- TASK BRIEF
Can you copy out every one of the entries below word for word, with nothing changed?

************

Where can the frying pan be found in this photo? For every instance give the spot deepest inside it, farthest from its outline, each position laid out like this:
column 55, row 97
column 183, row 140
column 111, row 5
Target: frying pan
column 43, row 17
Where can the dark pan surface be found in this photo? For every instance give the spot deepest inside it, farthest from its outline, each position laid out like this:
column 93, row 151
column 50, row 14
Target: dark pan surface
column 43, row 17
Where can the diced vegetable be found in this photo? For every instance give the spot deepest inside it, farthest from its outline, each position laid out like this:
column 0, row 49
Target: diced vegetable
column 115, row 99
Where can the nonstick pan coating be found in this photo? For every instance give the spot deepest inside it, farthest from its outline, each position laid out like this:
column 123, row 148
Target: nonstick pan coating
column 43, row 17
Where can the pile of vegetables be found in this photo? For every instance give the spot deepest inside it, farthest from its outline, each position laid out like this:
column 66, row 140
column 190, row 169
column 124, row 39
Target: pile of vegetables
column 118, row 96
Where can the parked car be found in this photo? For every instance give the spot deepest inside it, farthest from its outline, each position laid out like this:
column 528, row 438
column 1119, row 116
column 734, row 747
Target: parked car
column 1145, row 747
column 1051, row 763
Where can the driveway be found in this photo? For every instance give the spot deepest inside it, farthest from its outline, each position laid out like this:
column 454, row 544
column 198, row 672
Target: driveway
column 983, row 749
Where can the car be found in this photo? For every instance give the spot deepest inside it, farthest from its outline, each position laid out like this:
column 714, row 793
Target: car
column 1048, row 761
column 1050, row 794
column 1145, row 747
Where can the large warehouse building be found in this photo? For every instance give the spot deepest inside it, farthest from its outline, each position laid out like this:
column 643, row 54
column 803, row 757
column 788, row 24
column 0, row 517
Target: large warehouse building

************

- EXERCISE ANSWER
Where can the frying pan be found in this photo? For every instance give the spot deepest inside it, farthest from its outline, each position laid out like this:
column 55, row 97
column 183, row 140
column 111, row 5
Target: frying pan
column 43, row 17
Where can the dark pan surface be found in this photo? For every instance give the spot deepest inside it, farthest from its outline, each position laid out like this:
column 93, row 151
column 50, row 14
Target: dark pan surface
column 43, row 17
Where can the diced vegetable be found in this photo? For every instance give the spot deepest inside it, farthest from its outline, each position laid out like this:
column 0, row 49
Target: diced vegetable
column 115, row 99
Where can the nonstick pan coating be found in this photo? For every instance give the spot deepest inside it, farthest from its outline, each position laid out like this:
column 123, row 148
Target: nonstick pan coating
column 43, row 17
Where can the pile of vegetables be found in this photo? For every instance give the spot deepest inside it, farthest from its outline, each position laid out like this:
column 66, row 140
column 190, row 169
column 124, row 39
Target: pile of vegetables
column 118, row 96
Where can the parked car be found in this photo? For every instance give the spot deepest inside it, farthest from its outline, each position laid out like this:
column 528, row 438
column 1119, row 116
column 734, row 747
Target: parked car
column 1145, row 747
column 1051, row 763
Where can the driveway be found in this photo? For every instance give the spot deepest inside it, farthest from its outline, each position laid out like this:
column 454, row 544
column 198, row 672
Target: driveway
column 983, row 749
Where can the car be found in this photo? For every instance give the spot deepest inside it, farthest from its outline, each position laid out like this:
column 714, row 793
Target: car
column 1048, row 761
column 1050, row 794
column 1145, row 747
Where can the large warehouse building be found in this photo? For every instance give the spot deepest inside it, farthest from its outline, each position laid out like this:
column 643, row 54
column 803, row 757
column 788, row 24
column 0, row 517
Target: large warehouse building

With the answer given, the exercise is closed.